TEXT BLOCK below:
Deprivation of liberty
The deprivation of a person's liberty is a very serious matter and needs to be differentiated from being merely restrained. It is the views of the patient, their relatives and the professionals that determine whether the person is being deprived of their liberty. Situations to which this may apply include those in which a person is prevented from leaving or locked in, situations in which a person is restrained or situations in which a person is given mood or mind-altering drugs without consent.
The DoLS are similar to those for assessing capacity and are provided in the MCA. The safeguards are that the GP, hospital or care home must seek authorization from a supervisory body in order to be able lawfully to deprive someone who lacks capacity, of their liberty. Before giving this authorization, the supervisory body (which may be the local authority or Primary Care Trust) will need to be satisfied that the person has a mental disorder and lacks capacity to decide about his or her own treatment or residence. The DoLS make it clear that people may only be deprived of their liberty in their own best interests to protect them from harm if it is a proportionate response to the likelihood and seriousness of the harm and if there is no less restrictive alternative.
For people with mental health disorders who have to be deprived of their liberty, professionals will have to decide whether detention under the MHA or the DoLS is more appropriate. Where a patient lacks capacity to consent for treatment for mental disorder, it tends to be more appropriate to apply provisions of the MCA since it is likely to be less restrictive. However, the MHA may be more appropriate when it is not possible to give a person the treatment that they require without depriving them of their liberty. DoLS legislation will usually apply to those whose mental health legislation is not appropriate, such as those with dementia living in a care home.
Medical tests used to assess capacity
The doctor who assesses capacity should include the points listed in Box 5. When asked to assess a person with a learning disability, doctors should not rely solely on previous reports of an ‘estimated’ mental age that may be misleading but ensure that a current assessment is made. An assessment by a psychologist may be helpful. It is important to remember that tests of cognitive impairment that reveal impaired cognition do not automatically equate to a lack of capacity as capacity depends on the decision that has to be made.
If the assessment is being carried out at the behest of a lawyer, then it is important to ask the lawyer for details of the particular question to be answered and to explain any legal jargon. In some circumstances, it is appropriate to charge for assessing capacity.
The doctor will usually just be giving an opinion as to the medical factors. There are sometimes factors, other than just the medical condition of a person, that can affect capacity. This may mean that the doctor's opinion is disputed and potentially the case could go to court. The Court of Protection is the final arbiter in any dispute.
A checklist of points a GP needs to cover in assessing capacity
Statutory tests in MCA
Legal tests
What does the patient need to understand to make the decision
Medical records and reports
Views of family and friends
Medical diagnosis using ICD-10 classification
Appearance and behaviour
Speech
Mood
Thought
Perception
Cognition
Orientation
Memory
Intellectual functioning
Insight
Personality disorders
Key points
The assessment of capacity can be summarized: understand, retain, weigh and communicate
Obtain detailed information before undertaking a mental capacity assessment
Always see a patient before assessing capacity
Legal tests and knowledge are needed to assess capacity competently. Be careful—capacity assessments can have legal consequences. A capacity assessment is time and place specific.
End of TEXT BLOCK.
# EXERCISE GOAL
Reproduce the stretch of the deprivation of liberty text from "The DoLS are" through "less restrictive alternative." word for word.
RECORD EXTRACTS below:
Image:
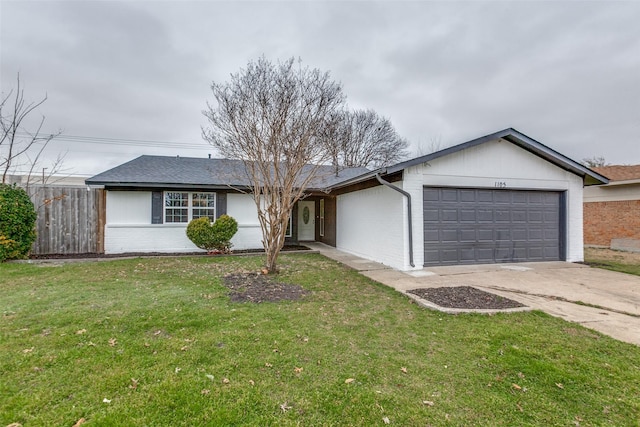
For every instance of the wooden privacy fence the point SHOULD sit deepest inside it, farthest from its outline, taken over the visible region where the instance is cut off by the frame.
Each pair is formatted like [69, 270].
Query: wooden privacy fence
[70, 220]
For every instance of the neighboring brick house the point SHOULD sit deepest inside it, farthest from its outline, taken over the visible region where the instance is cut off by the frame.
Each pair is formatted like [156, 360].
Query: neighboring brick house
[612, 211]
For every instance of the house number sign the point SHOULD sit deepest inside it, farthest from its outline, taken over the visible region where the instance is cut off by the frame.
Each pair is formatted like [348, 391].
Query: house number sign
[305, 214]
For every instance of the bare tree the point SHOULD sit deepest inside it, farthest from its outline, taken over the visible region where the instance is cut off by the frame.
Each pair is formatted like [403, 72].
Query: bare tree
[594, 162]
[435, 144]
[274, 116]
[362, 138]
[19, 146]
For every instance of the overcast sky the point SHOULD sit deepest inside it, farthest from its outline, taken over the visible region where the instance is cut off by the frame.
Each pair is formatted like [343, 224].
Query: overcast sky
[565, 73]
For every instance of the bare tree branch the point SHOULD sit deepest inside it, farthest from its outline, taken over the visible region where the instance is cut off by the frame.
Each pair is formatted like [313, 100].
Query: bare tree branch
[16, 142]
[362, 138]
[273, 116]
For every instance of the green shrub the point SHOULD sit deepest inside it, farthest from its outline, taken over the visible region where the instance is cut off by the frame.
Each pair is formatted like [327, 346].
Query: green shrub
[17, 222]
[213, 237]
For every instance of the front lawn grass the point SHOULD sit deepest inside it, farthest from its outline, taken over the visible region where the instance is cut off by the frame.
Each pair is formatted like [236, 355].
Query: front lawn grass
[157, 342]
[623, 262]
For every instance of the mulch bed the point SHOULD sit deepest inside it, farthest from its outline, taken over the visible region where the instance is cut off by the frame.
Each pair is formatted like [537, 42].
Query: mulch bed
[257, 288]
[286, 248]
[465, 297]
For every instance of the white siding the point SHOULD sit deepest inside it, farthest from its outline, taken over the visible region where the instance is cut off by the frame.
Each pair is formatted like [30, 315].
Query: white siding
[370, 224]
[128, 225]
[243, 209]
[500, 162]
[128, 207]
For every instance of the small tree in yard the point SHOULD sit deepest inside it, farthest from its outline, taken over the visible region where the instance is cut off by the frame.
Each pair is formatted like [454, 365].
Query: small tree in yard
[274, 117]
[213, 237]
[17, 222]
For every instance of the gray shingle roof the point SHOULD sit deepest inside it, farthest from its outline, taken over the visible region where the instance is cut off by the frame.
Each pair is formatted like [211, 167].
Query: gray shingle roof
[187, 172]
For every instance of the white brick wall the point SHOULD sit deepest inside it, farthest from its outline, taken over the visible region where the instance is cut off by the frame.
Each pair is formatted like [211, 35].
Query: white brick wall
[370, 224]
[128, 225]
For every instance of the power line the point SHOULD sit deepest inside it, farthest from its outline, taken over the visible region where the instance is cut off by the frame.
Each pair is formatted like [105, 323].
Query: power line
[124, 141]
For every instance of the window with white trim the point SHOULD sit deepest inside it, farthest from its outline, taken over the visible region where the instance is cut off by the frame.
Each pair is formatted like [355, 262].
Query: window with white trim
[182, 207]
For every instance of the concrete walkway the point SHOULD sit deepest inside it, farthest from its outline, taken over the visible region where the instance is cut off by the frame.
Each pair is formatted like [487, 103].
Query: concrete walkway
[602, 300]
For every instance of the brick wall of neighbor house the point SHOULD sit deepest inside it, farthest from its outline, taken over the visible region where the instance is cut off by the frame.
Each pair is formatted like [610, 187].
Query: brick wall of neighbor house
[604, 221]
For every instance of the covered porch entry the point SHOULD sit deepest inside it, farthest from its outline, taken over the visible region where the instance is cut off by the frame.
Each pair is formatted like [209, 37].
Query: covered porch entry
[313, 219]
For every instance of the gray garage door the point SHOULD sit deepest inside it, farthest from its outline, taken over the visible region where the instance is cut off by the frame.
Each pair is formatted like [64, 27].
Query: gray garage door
[477, 226]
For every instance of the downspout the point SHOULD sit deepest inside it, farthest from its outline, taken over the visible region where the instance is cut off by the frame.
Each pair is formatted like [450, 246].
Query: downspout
[409, 216]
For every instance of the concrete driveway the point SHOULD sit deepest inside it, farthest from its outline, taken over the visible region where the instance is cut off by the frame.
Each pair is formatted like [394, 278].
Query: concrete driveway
[602, 300]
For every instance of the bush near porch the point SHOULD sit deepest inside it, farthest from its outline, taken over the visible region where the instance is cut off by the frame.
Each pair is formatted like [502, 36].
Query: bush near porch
[158, 342]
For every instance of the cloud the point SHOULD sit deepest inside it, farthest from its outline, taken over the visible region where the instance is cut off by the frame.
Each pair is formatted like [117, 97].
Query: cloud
[563, 72]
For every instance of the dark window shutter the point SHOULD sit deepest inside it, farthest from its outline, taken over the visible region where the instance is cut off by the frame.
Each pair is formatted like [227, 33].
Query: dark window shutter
[156, 207]
[221, 207]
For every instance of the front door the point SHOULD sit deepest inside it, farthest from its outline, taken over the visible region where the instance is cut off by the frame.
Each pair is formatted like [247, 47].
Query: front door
[306, 221]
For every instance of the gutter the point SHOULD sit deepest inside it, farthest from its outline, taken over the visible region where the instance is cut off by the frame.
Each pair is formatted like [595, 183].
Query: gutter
[409, 216]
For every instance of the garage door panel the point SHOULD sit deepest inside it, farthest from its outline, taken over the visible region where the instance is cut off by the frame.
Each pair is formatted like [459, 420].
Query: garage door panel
[468, 215]
[468, 196]
[485, 235]
[449, 215]
[484, 215]
[432, 215]
[449, 236]
[468, 235]
[470, 226]
[449, 195]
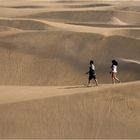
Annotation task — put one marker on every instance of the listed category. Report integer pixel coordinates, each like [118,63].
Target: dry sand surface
[45,48]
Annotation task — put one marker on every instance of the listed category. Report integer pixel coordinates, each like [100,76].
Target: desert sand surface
[45,48]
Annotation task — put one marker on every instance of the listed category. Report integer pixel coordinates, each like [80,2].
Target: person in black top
[92,74]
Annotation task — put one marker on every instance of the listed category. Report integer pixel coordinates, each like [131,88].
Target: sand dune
[105,112]
[24,24]
[45,49]
[34,62]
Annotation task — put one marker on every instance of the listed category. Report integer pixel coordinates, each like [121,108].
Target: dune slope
[103,112]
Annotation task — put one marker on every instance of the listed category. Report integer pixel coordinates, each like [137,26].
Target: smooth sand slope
[42,47]
[45,48]
[97,112]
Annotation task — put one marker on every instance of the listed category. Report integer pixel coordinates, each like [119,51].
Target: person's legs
[113,77]
[96,81]
[116,78]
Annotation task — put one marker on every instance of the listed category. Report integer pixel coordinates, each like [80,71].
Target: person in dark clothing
[92,74]
[114,72]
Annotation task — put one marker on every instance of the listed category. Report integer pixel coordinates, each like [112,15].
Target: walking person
[114,72]
[92,74]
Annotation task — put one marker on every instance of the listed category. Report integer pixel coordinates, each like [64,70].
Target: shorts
[92,77]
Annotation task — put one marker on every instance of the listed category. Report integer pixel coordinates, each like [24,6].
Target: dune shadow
[75,87]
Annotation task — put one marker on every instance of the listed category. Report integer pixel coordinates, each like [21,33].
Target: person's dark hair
[91,62]
[114,62]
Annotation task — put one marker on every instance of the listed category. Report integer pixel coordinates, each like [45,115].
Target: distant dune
[45,49]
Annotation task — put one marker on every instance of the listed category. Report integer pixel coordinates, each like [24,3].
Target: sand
[45,48]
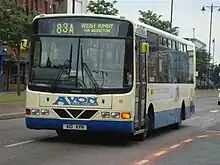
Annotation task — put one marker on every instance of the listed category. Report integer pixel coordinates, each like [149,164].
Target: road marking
[194,118]
[175,146]
[208,122]
[214,111]
[167,150]
[188,140]
[202,136]
[20,143]
[28,141]
[160,153]
[142,162]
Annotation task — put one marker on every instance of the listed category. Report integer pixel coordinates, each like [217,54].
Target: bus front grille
[75,114]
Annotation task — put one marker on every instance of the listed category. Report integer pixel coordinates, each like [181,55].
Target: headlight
[45,112]
[35,112]
[105,114]
[115,115]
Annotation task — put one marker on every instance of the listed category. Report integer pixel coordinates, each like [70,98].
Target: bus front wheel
[142,136]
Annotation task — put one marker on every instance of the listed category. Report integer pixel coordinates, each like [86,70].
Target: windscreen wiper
[67,64]
[88,71]
[64,66]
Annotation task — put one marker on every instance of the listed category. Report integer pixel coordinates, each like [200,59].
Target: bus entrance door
[141,86]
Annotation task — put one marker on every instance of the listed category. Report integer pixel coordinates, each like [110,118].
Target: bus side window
[137,47]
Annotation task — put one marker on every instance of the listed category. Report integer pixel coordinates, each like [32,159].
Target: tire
[179,124]
[62,133]
[144,135]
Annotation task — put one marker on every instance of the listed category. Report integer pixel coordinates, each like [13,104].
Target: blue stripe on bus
[168,117]
[101,126]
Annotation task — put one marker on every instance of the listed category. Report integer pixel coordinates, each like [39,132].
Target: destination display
[82,26]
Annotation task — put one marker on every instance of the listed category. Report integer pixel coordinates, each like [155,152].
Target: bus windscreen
[85,26]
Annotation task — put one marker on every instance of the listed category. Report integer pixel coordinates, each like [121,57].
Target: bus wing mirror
[144,47]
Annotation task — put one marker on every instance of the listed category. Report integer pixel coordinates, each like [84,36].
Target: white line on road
[20,143]
[175,146]
[207,123]
[142,162]
[9,114]
[188,140]
[160,153]
[28,141]
[194,118]
[214,111]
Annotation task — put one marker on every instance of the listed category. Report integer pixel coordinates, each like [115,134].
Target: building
[198,43]
[42,6]
[73,6]
[10,62]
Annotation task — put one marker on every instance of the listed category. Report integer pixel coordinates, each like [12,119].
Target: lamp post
[171,14]
[213,49]
[211,7]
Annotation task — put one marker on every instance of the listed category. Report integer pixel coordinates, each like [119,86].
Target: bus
[107,74]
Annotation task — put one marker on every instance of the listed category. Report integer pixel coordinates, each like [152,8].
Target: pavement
[197,142]
[12,110]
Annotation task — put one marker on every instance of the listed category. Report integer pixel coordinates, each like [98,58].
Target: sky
[187,15]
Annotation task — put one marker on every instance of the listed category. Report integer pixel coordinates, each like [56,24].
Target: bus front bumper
[92,126]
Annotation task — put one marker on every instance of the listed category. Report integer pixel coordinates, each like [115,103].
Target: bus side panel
[167,102]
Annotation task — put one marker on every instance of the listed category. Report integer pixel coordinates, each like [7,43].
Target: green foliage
[102,7]
[14,23]
[153,19]
[202,61]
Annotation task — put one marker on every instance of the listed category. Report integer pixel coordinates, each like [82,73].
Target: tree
[202,65]
[153,19]
[102,7]
[15,25]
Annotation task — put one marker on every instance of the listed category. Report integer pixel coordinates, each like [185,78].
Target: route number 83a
[65,28]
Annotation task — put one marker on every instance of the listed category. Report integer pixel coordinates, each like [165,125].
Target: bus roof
[135,23]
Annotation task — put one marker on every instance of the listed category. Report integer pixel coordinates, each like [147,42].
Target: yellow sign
[65,28]
[97,28]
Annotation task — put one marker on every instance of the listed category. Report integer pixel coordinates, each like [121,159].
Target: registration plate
[74,127]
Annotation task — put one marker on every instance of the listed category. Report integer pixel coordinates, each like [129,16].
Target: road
[197,142]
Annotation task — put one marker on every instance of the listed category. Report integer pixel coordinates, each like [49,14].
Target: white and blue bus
[98,73]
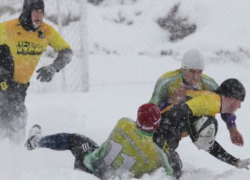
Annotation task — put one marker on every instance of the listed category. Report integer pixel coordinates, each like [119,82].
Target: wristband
[229,119]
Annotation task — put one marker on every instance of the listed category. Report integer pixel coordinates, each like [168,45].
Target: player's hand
[179,96]
[243,163]
[236,137]
[46,73]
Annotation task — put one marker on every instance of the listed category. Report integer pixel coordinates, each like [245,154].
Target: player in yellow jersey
[128,152]
[197,114]
[22,43]
[171,87]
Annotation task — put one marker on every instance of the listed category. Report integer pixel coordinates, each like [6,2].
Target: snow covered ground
[221,26]
[94,114]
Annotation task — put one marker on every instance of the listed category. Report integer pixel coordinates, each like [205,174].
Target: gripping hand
End of RECORD EXTRACTS.
# TASK OUTPUT
The DoLS are similar to those for assessing capacity and are provided in the MCA. The safeguards are that the GP, hospital or care home must seek authorization from a supervisory body in order to be able lawfully to deprive someone who lacks capacity, of their liberty. Before giving this authorization, the supervisory body (which may be the local authority or Primary Care Trust) will need to be satisfied that the person has a mental disorder and lacks capacity to decide about his or her own treatment or residence. The DoLS make it clear that people may only be deprived of their liberty in their own best interests to protect them from harm if it is a proportionate response to the likelihood and seriousness of the harm and if there is no less restrictive alternative.